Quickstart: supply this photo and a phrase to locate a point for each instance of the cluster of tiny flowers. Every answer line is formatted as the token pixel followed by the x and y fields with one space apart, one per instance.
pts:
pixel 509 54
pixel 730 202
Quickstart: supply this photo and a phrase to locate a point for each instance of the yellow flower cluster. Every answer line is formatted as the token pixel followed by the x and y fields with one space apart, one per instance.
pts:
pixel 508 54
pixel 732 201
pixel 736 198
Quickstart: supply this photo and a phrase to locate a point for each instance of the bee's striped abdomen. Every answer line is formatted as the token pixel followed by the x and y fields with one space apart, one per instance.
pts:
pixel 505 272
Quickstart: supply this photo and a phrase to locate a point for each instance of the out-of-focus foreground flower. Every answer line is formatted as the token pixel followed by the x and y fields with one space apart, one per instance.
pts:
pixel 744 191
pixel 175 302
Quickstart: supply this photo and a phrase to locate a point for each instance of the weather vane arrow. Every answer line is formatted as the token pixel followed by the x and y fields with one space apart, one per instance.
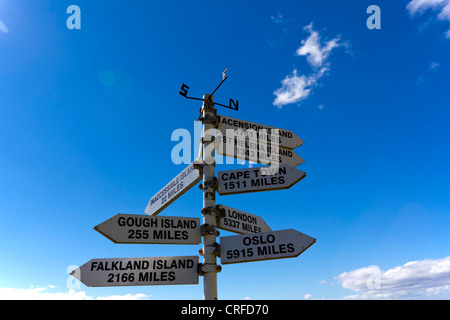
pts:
pixel 234 105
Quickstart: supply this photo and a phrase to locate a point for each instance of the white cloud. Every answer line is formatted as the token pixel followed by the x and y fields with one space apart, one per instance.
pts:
pixel 42 293
pixel 442 6
pixel 296 88
pixel 419 6
pixel 278 19
pixel 434 65
pixel 316 53
pixel 424 279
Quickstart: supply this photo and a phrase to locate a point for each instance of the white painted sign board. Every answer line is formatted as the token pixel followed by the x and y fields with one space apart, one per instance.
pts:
pixel 241 222
pixel 138 271
pixel 255 131
pixel 187 178
pixel 135 228
pixel 258 179
pixel 264 246
pixel 257 152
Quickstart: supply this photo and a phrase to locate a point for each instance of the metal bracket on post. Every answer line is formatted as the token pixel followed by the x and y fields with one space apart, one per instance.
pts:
pixel 205 268
pixel 215 249
pixel 207 229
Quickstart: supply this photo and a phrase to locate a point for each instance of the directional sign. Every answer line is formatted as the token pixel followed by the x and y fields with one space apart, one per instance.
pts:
pixel 256 131
pixel 241 222
pixel 238 147
pixel 188 178
pixel 258 179
pixel 138 271
pixel 135 228
pixel 264 246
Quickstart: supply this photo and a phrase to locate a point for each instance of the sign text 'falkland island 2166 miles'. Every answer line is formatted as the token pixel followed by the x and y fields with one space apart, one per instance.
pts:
pixel 138 271
pixel 258 179
pixel 138 228
pixel 188 178
pixel 264 246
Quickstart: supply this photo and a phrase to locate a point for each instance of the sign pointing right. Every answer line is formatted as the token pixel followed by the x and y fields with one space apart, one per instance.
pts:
pixel 264 246
pixel 258 179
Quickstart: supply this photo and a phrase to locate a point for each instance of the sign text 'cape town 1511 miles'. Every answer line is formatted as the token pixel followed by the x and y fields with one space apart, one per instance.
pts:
pixel 138 271
pixel 258 179
pixel 264 246
pixel 138 228
pixel 187 178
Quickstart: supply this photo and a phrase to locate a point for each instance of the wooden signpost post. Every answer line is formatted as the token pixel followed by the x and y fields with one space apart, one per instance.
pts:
pixel 256 241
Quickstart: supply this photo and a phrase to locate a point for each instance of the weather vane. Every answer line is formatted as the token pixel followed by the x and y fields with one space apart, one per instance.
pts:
pixel 234 105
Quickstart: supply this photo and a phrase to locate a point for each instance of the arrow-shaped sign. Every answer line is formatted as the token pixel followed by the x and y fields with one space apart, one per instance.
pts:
pixel 135 228
pixel 256 151
pixel 256 131
pixel 241 222
pixel 264 246
pixel 138 271
pixel 187 178
pixel 258 179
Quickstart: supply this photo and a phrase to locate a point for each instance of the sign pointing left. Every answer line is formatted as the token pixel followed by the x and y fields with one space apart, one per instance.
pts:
pixel 138 271
pixel 179 185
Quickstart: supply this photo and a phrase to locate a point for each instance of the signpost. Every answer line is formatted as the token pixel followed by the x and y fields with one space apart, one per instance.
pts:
pixel 258 179
pixel 256 131
pixel 240 222
pixel 138 271
pixel 257 151
pixel 134 228
pixel 236 138
pixel 187 178
pixel 264 246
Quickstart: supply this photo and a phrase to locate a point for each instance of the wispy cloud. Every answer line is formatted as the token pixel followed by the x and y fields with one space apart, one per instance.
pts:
pixel 441 6
pixel 297 87
pixel 315 52
pixel 423 279
pixel 278 18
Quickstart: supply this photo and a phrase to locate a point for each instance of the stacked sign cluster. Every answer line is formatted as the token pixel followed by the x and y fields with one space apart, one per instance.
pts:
pixel 255 241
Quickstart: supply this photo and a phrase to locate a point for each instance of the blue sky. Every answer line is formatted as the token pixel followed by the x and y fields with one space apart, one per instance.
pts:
pixel 86 118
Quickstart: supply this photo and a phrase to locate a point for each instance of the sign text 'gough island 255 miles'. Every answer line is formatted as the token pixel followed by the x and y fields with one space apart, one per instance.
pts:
pixel 138 228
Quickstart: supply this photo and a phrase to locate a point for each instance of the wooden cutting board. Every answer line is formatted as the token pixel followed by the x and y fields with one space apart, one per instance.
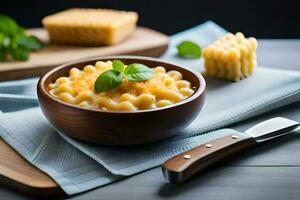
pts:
pixel 15 171
pixel 144 42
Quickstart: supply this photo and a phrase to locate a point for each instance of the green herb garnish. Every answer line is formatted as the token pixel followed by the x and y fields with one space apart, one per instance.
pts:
pixel 113 78
pixel 15 41
pixel 189 49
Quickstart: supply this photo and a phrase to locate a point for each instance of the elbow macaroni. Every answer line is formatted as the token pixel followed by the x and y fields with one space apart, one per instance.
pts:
pixel 164 89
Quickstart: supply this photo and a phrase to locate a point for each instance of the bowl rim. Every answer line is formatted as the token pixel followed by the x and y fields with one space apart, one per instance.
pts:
pixel 199 91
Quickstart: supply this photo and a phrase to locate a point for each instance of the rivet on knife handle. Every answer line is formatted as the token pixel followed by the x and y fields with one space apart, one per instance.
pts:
pixel 183 166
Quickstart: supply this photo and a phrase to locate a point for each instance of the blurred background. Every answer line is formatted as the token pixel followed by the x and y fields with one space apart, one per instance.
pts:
pixel 262 19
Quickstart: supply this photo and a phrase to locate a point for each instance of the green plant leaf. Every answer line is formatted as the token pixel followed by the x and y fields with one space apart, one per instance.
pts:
pixel 138 72
pixel 107 81
pixel 20 53
pixel 8 26
pixel 6 42
pixel 30 42
pixel 2 54
pixel 118 65
pixel 189 49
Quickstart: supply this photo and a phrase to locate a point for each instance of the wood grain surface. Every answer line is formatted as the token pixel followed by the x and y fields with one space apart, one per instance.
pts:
pixel 185 165
pixel 269 171
pixel 145 42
────────
AIM OF THE TASK = Please put all of the records above into a two-column CSV with the headers "text" and "answer", one row per record, each field in double quotes with its line breaks turned into spaces. Omit the pictures.

TASK OUTPUT =
text,answer
"Quickstart: supply this photo and a phrase to locate a point for each instance of the cluster of tiny flowers. Every answer line is formatted as the token pixel followed by the x and y fields with one space apart, one per instance. pts:","pixel 509 54 pixel 730 202"
"Quickstart: supply this photo and a phrase to locate a point for each instance of the yellow flower cluster. Every answer line is formatted as the token pixel followed by the x and y fields with one space apart, one per instance. pts:","pixel 508 54 pixel 732 201 pixel 736 198"
"Quickstart: supply this photo and a phrase to locate a point for each instance of the bee's striped abdomen. Every answer line is formatted as the token pixel followed by the x and y fields with one space apart, one per instance. pts:","pixel 505 272"
"Quickstart: supply this photo and a phrase to locate a point for each instance of the out-of-focus foreground flower. Every answer line is formatted as the token pixel followed by the x and y fields with one space apart, one per instance. pts:","pixel 744 191 pixel 175 302"
"Quickstart: supply this photo and a phrase to locate a point for each instance of the weather vane arrow. Every answer line is formatted as the token pixel followed by the x and y fields with one space apart, one per instance. pts:","pixel 234 105"
"Quickstart: supply this photo and a phrase to locate a point for each instance of the white cloud. Every answer line is formatted as the token pixel followed by the x and y fields with one space apart, one per instance. pts:","pixel 42 293 pixel 442 6 pixel 296 88 pixel 419 6 pixel 278 19 pixel 434 65 pixel 316 53 pixel 424 279"
"Quickstart: supply this photo and a phrase to locate a point for each instance of the white painted sign board. Every answer line is formatted as the token pixel followed by the x and y fields with one space apart, one per instance. pts:","pixel 241 222 pixel 138 271 pixel 255 131 pixel 187 178 pixel 135 228 pixel 258 179 pixel 264 246 pixel 257 152"
"Quickstart: supply this photo and a phrase to locate a point for each instance of the metal bracket on post. Every answer line is formatted as the token pixel followed by the x and y fields with one space apart, one per instance. pts:","pixel 205 268 pixel 215 249 pixel 207 229"
"Quickstart: supply this photo and a phrase to locate a point for each instance of the directional sign. Every answer line is formatted as the token pixel followed by the x and y fields with one space apart, one per instance. pts:","pixel 256 131 pixel 241 222 pixel 238 147 pixel 188 178 pixel 258 179 pixel 138 271 pixel 135 228 pixel 264 246"
"Quickstart: supply this photo and a phrase to locate a point for each instance of the sign text 'falkland island 2166 miles'. Every answer line is formatted as the token pixel followed by the x and y fields with one space apart, one per instance. pts:","pixel 138 271 pixel 258 179 pixel 138 228 pixel 188 178 pixel 264 246"
"Quickstart: supply this photo and a phrase to locate a point for each instance of the sign pointing right. Every answer line is formatted as the token pixel followed by the x and y fields with one space apart, one per instance. pts:","pixel 264 246 pixel 258 179"
"Quickstart: supply this photo and a phrase to locate a point for each instance of the sign text 'cape town 1511 miles'. Every answer line is formatted as the token pixel followed by the x and y fields with one space apart, one per instance. pts:","pixel 138 271 pixel 258 179 pixel 264 246 pixel 138 228 pixel 187 178"
"Quickstart: supply this photo and a phrase to locate a point for each instance of the wooden signpost post. Every answer line is formatted as the token pixel followed by the x and y fields with one space apart, one per instance. pts:","pixel 256 241"
"Quickstart: supply this photo and a phrase to locate a point for each instance of the weather vane. Every answer line is formatted as the token pixel followed by the x and y fields with one space apart, one per instance. pts:","pixel 234 105"
"Quickstart: supply this photo and a phrase to locate a point for each instance of the arrow-shaped sign. Every answer line is formatted as the token pixel followed by the x and y fields with one space apart, one per instance. pts:","pixel 135 228 pixel 256 151 pixel 256 131 pixel 241 222 pixel 264 246 pixel 138 271 pixel 187 178 pixel 258 179"
"Quickstart: supply this photo and a phrase to locate a point for each instance of the sign pointing left. Every answer line is formatted as the token pixel followed by the x and y fields with one space apart, one per instance. pts:","pixel 138 271 pixel 179 185"
"Quickstart: supply this photo and a phrase to locate a point for each instance of the signpost. Every answer line is formatted as the token pixel followed by the x and y fields with one space apart, one per instance. pts:","pixel 258 179 pixel 256 131 pixel 240 222 pixel 138 271 pixel 257 151 pixel 134 228 pixel 236 138 pixel 187 178 pixel 264 246"
"Quickstart: supply this photo and a phrase to locate a point for each instance of the wispy cloud. Every answer line is formatted as the token pixel followed by the x and y fields with one space apart, one per instance. pts:","pixel 441 6 pixel 297 87 pixel 315 52 pixel 423 279 pixel 278 18"
"Quickstart: supply this photo and a phrase to locate a point for each instance of the stacked sign cluster. Every answer line is formatted as the token pixel followed by the x and y fields with one space apart, one per instance. pts:","pixel 255 241"
"Quickstart: supply this photo and a phrase to locate a point for each instance of the blue sky. Every answer line is formatted as the token pixel followed by the x and y fields with one space apart, one per instance. pts:","pixel 86 118"
"Quickstart: supply this photo and a phrase to locate a point for each instance of the sign text 'gough island 255 miles'. Every answer line is formatted as the token pixel followed by the x and y fields with one space apart, one per instance. pts:","pixel 138 228"
"Quickstart: supply this photo and a phrase to locate a point for each instance of the wooden cutting board. Every answer line is formatted as the token pixel followed by the x and y fields with one space apart, one per instance. pts:","pixel 15 171 pixel 144 42"
"Quickstart: supply this photo and a phrase to locate a point for each instance of the green herb garnish. Every answer line is formatted as the token pixel followed by the x and y fields with one space apart, one per instance. pts:","pixel 113 78 pixel 15 41 pixel 189 49"
"Quickstart: supply this photo and a phrase to locate a point for each instance of the elbow macaroni. Every answer line is formatted as the token pixel followed by the x and y fields with one space apart, one per instance. pts:","pixel 164 89"
"Quickstart: supply this photo and a phrase to locate a point for each instance of the bowl rim. Every answer line is formatted as the token pixel followed by the x and y fields with one space apart, one per instance. pts:","pixel 199 91"
"Quickstart: supply this photo and a phrase to locate a point for each instance of the rivet on knife handle. Every answer line is formatted as the token pixel followed by the x and y fields with one space apart, one per instance. pts:","pixel 183 166"
"Quickstart: supply this photo and a phrase to locate a point for each instance of the blurred background. Every answer line is formatted as the token pixel followed by the x and y fields with one space apart, one per instance. pts:","pixel 262 19"
"Quickstart: supply this photo and a phrase to locate a point for each instance of the green plant leaf. Every answer line is formatted as the token pixel followed by the x and y fields with one space apart, one per instance. pts:","pixel 138 72 pixel 107 81 pixel 20 53 pixel 8 26 pixel 6 42 pixel 30 42 pixel 2 54 pixel 118 65 pixel 189 49"
"Quickstart: supply this photo and a phrase to locate a point for each instance of the wood grain surface. Every answer line is formatted as the token pixel followed by the x and y fields with one space apart, one per instance. pts:","pixel 185 165 pixel 269 171 pixel 145 42"